> _Task input_
-=-=-=-=-

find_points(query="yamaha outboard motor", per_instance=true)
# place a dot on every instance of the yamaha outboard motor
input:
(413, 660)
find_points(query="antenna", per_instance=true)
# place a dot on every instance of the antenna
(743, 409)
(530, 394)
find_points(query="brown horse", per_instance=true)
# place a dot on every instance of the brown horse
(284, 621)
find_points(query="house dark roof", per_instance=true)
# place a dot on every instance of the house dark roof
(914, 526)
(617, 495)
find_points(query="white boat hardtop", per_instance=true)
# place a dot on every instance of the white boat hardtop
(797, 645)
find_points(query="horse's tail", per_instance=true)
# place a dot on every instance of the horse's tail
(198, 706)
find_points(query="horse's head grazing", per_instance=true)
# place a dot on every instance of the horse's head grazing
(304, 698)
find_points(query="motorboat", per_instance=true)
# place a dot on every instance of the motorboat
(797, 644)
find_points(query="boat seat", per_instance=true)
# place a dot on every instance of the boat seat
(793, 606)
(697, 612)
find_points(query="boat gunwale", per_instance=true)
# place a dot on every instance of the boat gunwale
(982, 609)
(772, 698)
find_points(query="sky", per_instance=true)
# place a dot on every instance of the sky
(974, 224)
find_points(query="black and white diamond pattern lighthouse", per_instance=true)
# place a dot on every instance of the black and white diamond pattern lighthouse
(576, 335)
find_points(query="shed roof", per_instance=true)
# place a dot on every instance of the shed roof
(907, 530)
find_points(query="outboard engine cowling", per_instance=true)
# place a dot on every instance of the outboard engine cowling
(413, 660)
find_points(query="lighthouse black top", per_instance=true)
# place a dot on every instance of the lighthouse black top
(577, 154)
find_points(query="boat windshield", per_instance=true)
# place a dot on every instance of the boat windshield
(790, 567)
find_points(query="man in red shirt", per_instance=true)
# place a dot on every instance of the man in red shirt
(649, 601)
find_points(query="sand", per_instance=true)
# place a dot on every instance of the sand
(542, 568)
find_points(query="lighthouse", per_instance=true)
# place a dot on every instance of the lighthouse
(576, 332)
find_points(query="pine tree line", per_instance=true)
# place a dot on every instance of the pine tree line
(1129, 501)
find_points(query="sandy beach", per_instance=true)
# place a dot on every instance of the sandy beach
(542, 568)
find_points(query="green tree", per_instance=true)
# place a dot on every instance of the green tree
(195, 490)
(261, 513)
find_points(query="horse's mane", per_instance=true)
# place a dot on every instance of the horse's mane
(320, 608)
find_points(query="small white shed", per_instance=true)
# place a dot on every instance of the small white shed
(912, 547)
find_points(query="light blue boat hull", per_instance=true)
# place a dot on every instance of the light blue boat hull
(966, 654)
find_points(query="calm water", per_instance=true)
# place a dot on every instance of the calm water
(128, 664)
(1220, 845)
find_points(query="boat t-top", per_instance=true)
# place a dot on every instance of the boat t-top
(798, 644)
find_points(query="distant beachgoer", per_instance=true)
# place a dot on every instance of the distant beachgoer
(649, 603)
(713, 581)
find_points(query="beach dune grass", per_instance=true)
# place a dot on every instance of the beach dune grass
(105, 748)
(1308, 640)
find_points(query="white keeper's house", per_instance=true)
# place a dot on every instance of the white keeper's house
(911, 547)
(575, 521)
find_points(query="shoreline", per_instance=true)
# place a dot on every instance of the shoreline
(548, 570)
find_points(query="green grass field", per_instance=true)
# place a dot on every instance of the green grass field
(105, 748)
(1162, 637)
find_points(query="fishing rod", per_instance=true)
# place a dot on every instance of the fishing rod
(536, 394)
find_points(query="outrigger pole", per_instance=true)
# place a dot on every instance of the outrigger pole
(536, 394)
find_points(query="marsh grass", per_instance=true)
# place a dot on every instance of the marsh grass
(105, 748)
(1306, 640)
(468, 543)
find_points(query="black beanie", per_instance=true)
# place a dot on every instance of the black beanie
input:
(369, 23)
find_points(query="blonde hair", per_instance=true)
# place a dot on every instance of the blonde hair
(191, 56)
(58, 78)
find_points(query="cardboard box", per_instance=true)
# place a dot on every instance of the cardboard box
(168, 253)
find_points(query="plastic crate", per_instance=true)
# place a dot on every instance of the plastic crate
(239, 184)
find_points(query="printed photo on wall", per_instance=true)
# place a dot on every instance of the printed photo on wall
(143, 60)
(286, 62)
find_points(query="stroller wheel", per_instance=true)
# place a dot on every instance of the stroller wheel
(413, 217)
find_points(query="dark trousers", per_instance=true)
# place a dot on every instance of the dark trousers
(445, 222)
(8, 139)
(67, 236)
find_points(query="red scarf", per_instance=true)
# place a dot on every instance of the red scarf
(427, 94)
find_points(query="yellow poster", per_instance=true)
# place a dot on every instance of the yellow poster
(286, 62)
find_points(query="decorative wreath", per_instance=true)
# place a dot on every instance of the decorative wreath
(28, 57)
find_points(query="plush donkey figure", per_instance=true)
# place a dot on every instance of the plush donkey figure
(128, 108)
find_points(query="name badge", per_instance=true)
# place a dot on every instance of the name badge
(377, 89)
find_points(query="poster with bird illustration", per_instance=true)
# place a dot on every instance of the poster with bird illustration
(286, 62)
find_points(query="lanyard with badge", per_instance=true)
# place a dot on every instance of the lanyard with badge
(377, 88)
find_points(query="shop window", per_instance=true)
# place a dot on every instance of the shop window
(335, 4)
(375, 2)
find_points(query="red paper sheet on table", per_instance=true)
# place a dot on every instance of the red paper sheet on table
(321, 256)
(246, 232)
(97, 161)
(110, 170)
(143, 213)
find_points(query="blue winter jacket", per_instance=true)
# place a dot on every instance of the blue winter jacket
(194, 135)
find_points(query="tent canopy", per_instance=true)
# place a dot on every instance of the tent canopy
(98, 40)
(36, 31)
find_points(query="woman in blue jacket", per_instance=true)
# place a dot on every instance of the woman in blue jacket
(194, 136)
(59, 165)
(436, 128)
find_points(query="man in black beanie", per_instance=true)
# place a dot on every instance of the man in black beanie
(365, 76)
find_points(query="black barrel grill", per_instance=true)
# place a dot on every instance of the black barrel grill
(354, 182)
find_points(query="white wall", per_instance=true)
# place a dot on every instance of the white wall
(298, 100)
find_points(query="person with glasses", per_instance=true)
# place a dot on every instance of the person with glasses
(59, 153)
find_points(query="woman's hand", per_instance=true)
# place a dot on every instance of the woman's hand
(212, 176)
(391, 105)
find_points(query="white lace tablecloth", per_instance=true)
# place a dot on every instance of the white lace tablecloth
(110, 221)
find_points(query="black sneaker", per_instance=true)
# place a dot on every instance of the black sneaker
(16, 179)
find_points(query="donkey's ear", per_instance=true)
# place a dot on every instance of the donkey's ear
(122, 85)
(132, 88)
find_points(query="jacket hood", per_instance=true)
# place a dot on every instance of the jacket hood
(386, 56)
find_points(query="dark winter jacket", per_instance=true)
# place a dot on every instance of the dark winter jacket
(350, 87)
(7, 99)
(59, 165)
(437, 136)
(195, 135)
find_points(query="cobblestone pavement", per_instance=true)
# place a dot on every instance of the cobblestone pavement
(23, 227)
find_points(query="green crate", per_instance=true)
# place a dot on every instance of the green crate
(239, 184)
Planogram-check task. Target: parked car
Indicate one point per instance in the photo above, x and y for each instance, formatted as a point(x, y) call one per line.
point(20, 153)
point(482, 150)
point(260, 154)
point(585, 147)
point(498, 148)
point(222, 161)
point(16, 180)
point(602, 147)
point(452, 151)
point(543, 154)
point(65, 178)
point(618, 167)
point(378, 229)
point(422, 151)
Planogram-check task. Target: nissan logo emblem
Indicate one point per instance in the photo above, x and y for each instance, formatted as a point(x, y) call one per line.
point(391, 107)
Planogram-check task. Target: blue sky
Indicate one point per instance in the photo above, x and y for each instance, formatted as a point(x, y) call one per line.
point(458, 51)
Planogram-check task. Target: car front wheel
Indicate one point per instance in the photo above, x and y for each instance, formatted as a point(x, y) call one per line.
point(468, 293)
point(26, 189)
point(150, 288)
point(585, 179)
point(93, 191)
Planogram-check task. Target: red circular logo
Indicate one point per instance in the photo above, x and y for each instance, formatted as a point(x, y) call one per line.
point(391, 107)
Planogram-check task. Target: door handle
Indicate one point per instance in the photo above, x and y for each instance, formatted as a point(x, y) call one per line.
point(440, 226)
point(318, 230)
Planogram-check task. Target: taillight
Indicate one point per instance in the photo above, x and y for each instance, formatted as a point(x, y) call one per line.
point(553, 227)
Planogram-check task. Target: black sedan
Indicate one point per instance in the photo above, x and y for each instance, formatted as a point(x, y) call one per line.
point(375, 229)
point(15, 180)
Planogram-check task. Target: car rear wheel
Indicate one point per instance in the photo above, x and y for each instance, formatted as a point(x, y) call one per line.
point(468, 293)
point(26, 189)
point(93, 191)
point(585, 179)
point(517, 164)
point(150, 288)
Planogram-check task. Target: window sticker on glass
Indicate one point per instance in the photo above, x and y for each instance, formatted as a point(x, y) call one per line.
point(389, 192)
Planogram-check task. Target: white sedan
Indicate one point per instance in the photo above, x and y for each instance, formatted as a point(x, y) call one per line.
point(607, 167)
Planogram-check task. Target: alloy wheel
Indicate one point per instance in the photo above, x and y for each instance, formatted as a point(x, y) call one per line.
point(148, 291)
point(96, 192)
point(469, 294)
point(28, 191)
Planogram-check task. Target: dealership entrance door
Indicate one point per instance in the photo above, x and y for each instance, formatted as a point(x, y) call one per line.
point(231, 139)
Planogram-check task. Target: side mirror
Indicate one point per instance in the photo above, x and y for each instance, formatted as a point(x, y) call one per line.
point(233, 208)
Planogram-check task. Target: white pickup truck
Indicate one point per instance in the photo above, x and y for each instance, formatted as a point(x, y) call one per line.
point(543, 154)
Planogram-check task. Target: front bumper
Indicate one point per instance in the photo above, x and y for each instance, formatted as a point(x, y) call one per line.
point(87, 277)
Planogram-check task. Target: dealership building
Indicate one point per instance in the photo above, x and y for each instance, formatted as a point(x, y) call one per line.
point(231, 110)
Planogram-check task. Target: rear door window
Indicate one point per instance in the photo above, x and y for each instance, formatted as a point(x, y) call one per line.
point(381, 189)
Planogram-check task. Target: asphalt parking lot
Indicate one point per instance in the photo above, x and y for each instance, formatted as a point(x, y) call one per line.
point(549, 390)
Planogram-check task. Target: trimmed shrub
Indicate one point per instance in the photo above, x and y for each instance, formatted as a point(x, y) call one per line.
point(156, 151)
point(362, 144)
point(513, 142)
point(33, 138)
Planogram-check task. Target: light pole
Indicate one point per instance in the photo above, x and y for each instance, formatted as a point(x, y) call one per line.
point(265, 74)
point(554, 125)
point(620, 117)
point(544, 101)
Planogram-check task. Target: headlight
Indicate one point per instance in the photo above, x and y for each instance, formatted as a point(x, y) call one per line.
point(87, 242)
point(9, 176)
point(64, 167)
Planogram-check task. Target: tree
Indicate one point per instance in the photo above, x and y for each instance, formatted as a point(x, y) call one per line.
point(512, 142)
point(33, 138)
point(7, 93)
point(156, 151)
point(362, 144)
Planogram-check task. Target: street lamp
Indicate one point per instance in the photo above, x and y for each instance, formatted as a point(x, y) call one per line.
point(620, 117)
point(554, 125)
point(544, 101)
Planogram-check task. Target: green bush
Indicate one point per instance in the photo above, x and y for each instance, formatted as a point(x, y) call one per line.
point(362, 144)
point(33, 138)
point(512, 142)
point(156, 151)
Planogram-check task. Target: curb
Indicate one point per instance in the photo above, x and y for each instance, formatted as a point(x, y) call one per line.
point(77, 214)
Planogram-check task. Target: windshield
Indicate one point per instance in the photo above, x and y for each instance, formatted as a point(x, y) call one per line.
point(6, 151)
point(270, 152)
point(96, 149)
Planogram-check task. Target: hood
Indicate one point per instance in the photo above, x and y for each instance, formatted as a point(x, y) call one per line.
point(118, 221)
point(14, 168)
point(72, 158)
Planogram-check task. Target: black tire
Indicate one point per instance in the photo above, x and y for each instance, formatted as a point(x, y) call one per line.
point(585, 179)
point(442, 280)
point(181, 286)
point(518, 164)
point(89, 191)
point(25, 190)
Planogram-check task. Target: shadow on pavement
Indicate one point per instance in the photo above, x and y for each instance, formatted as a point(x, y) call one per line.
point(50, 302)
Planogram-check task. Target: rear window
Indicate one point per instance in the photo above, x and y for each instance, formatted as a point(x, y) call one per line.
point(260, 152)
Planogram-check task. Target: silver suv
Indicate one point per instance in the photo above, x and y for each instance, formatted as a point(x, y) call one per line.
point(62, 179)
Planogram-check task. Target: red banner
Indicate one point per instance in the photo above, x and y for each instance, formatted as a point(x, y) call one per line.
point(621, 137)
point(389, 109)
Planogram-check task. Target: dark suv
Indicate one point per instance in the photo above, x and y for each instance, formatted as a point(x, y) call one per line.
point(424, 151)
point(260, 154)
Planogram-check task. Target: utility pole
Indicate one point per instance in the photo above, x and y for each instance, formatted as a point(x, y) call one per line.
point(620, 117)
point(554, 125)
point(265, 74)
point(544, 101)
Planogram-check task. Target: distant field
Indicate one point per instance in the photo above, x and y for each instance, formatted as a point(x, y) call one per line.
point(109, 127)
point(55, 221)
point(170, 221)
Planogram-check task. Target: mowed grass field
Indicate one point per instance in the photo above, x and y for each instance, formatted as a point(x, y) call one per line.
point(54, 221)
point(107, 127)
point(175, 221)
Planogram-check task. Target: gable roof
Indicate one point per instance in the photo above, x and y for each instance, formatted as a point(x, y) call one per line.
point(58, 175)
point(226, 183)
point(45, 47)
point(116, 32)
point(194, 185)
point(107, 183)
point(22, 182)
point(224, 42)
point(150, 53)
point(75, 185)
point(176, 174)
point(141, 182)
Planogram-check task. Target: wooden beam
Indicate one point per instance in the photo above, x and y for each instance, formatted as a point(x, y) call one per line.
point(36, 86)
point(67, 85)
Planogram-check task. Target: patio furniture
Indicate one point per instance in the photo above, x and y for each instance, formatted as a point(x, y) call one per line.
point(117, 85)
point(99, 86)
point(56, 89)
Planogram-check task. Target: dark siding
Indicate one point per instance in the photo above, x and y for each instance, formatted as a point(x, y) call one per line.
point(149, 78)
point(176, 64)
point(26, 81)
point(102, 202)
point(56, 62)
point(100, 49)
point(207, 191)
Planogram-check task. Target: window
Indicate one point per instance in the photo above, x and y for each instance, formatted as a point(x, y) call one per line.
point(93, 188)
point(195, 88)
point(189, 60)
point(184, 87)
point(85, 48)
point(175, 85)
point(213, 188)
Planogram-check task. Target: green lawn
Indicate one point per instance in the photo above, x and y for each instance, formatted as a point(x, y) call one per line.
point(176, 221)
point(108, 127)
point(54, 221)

-=-=-=-=-

> _Aim_
Rewrite the stretch of the data from the line containing "Planogram-check task. Target: front bumper" through the line containing "point(87, 277)", renaming "front bumper" to "rear bumper" and leaving everything else unchanged.

> _Solution for this exercise_
Planogram-check task. Target: rear bumper
Indicate one point per instance in the photo above, x and y for each instance, formatted as a point(x, y) call one per line.
point(87, 277)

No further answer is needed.